(Collected data)
▬▬▬▬▬▬

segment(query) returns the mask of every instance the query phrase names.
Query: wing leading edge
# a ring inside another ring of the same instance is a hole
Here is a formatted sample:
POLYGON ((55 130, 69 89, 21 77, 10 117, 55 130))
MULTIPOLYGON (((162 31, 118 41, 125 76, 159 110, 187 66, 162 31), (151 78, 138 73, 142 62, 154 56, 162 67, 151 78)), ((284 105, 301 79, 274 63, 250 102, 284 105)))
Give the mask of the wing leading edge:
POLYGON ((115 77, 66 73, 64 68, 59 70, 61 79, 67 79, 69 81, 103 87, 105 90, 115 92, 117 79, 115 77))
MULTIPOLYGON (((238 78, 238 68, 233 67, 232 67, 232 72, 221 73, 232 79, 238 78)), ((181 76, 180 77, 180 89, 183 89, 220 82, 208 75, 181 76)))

▬▬▬▬▬▬

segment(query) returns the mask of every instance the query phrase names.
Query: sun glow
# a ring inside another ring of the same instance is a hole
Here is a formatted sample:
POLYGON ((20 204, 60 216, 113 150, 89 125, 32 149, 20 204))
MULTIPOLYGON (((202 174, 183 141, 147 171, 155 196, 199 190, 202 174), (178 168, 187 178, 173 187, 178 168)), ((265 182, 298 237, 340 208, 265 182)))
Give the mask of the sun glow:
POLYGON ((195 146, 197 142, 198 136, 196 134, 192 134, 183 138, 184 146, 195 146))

▬▬▬▬▬▬

> Your goal: Extract each line of the records above that contains the word "glow", copying every such line in full.

> Response:
Query: sun glow
Give the mask of the sun glow:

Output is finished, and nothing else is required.